## What to produce:
Using the records below, copy out exactly the line that contains "the cloud, placing" and every line that follows it, up to and including the last, and no others.

BEGIN Records to process

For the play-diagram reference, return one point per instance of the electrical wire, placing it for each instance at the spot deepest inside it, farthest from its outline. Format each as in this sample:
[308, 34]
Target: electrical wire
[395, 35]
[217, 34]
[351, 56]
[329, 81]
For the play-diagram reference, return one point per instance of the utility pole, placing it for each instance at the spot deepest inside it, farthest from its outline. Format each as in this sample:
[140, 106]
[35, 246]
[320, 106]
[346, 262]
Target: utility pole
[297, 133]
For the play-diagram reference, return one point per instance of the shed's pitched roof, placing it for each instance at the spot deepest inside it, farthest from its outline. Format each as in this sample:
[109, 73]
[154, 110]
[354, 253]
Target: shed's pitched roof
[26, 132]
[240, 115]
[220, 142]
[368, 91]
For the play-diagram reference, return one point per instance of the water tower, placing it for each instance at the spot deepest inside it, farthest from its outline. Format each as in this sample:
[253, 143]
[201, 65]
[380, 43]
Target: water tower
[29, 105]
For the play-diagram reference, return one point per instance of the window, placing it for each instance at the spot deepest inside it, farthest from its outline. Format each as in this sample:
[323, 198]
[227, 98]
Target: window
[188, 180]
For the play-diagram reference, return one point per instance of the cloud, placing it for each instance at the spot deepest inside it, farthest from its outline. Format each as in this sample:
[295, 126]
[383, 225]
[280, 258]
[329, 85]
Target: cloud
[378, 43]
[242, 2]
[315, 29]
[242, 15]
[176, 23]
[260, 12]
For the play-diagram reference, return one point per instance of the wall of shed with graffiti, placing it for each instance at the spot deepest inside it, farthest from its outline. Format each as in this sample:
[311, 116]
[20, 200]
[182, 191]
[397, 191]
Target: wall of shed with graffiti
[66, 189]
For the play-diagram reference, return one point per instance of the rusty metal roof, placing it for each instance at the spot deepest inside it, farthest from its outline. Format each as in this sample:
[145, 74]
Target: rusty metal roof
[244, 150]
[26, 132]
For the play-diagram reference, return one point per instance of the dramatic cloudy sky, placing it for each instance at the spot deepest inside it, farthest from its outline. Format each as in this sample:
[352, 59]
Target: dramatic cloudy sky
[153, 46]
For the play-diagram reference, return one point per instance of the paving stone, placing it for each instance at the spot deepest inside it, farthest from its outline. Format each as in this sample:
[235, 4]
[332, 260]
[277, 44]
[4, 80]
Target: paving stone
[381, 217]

END Records to process

## Solution to the exercise:
For the play-diagram reference, return one point per instance of the cloud, placing it for each instance at the spot deepest inside it, farthest from its outline. Format each as in this sample:
[295, 126]
[383, 225]
[280, 258]
[329, 85]
Target: cloud
[378, 43]
[242, 2]
[315, 29]
[242, 15]
[176, 23]
[260, 12]
For the play-diagram reference, return one point per instance of the wall of shed with graffiti, placing it for each instance at the spot deepest inside it, farthest from its outline. Format each as in this sample:
[311, 116]
[20, 200]
[182, 191]
[397, 191]
Target: wall of shed with graffiti
[66, 189]
For the play-diagram reference, return one point per instance of the rusty metal roof, placing it for each instance at the spot deepest inside it, farthest from its outline. Format each as in this sample:
[145, 74]
Target: rusty metal roof
[244, 150]
[26, 132]
For the play-diagram reference, return one point per instance of the dramatic cloudy sky, placing it for each instance at the spot deepest inside it, farthest from its outline. Format each as in this sample:
[352, 59]
Target: dramatic cloudy sky
[153, 46]
For the play-diagram reference, return one point per instance of the paving stone, placing it for each instance at the spot deepest inside it, farthest from its outline. Format each as in this sample:
[235, 4]
[332, 260]
[277, 44]
[4, 80]
Target: paving stone
[381, 217]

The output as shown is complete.